*What you should do*. Select every line in the data below that contains the string "target", and copy each such line in full.

[Part of a data file]
------------------------------
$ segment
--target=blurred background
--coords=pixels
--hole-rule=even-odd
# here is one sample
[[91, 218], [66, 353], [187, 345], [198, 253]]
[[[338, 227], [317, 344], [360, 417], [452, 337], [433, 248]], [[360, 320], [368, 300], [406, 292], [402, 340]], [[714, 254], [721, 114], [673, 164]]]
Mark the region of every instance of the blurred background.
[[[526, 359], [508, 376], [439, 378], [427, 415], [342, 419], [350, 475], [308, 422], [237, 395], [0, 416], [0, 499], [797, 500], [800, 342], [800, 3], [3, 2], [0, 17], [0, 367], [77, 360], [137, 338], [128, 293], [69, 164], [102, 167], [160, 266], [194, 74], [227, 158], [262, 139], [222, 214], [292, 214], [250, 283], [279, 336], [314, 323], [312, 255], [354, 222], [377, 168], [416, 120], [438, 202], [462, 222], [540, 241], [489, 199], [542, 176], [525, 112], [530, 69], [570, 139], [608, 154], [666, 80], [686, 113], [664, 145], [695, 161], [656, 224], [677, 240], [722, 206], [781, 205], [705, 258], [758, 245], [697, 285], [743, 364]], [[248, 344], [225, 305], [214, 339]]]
------------------------------
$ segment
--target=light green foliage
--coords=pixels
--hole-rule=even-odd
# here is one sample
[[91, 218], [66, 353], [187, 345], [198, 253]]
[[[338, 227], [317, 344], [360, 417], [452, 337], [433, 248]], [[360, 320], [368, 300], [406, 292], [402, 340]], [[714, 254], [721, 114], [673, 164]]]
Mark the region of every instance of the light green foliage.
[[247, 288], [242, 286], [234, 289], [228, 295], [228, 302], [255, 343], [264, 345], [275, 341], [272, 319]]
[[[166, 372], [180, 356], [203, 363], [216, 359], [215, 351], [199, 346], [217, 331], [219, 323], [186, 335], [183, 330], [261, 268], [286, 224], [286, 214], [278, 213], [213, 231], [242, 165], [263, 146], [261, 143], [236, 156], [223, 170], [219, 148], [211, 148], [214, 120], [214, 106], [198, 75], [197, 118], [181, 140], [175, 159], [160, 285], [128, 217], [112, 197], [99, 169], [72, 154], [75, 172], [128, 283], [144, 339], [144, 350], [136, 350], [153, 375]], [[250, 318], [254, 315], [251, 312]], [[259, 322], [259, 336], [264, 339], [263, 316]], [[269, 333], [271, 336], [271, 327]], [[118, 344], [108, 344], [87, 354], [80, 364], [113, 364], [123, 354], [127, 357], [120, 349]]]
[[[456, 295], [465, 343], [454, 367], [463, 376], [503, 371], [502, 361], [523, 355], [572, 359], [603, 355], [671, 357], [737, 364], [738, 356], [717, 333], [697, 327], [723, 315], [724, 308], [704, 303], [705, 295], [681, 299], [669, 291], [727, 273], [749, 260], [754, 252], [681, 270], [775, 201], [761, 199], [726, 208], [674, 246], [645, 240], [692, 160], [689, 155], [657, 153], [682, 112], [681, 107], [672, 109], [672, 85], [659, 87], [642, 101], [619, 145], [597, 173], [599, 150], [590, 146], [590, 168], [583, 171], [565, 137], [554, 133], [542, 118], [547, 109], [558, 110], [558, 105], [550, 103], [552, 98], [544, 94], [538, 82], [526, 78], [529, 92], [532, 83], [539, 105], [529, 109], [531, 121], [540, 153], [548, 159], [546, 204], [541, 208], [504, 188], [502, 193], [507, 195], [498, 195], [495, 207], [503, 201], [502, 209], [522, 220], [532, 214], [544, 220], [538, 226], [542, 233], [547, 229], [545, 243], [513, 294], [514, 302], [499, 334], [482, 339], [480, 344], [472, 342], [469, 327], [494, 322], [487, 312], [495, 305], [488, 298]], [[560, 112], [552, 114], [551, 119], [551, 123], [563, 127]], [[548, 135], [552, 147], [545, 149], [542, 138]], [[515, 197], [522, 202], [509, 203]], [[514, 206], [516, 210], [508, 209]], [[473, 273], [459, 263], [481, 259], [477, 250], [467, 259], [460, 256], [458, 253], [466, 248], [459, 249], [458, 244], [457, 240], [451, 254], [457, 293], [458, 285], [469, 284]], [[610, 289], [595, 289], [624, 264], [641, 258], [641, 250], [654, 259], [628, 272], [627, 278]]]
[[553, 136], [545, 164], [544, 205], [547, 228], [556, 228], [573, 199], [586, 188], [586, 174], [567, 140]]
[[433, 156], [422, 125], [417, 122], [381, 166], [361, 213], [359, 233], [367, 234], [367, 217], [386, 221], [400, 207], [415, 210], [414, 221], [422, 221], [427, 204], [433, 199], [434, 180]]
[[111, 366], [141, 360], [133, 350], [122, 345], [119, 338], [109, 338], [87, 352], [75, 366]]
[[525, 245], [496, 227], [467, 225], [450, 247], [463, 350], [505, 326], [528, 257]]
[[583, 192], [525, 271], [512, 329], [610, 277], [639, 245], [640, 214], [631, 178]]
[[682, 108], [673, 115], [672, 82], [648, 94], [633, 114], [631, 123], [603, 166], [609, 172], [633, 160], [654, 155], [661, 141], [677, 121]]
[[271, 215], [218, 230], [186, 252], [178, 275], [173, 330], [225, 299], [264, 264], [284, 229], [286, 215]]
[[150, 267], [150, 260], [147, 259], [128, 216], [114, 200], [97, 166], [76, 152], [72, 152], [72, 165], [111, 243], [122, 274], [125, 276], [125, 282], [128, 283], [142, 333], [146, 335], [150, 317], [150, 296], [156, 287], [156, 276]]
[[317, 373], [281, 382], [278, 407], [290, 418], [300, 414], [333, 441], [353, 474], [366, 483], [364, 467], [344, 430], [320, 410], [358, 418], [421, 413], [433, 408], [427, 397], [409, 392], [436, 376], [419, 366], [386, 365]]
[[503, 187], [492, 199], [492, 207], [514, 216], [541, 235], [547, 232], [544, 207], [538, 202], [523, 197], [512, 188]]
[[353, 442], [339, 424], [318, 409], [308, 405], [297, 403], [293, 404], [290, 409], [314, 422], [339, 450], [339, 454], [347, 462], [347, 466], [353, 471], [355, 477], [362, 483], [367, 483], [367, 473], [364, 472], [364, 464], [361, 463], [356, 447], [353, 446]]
------------------------------
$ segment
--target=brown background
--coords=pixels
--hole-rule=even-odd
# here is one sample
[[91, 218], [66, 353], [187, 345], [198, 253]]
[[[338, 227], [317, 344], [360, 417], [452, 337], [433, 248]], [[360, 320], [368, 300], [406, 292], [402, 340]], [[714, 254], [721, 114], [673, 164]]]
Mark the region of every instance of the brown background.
------------------------------
*Written solution*.
--target=blurred background
--target=light green foliage
--target=brown background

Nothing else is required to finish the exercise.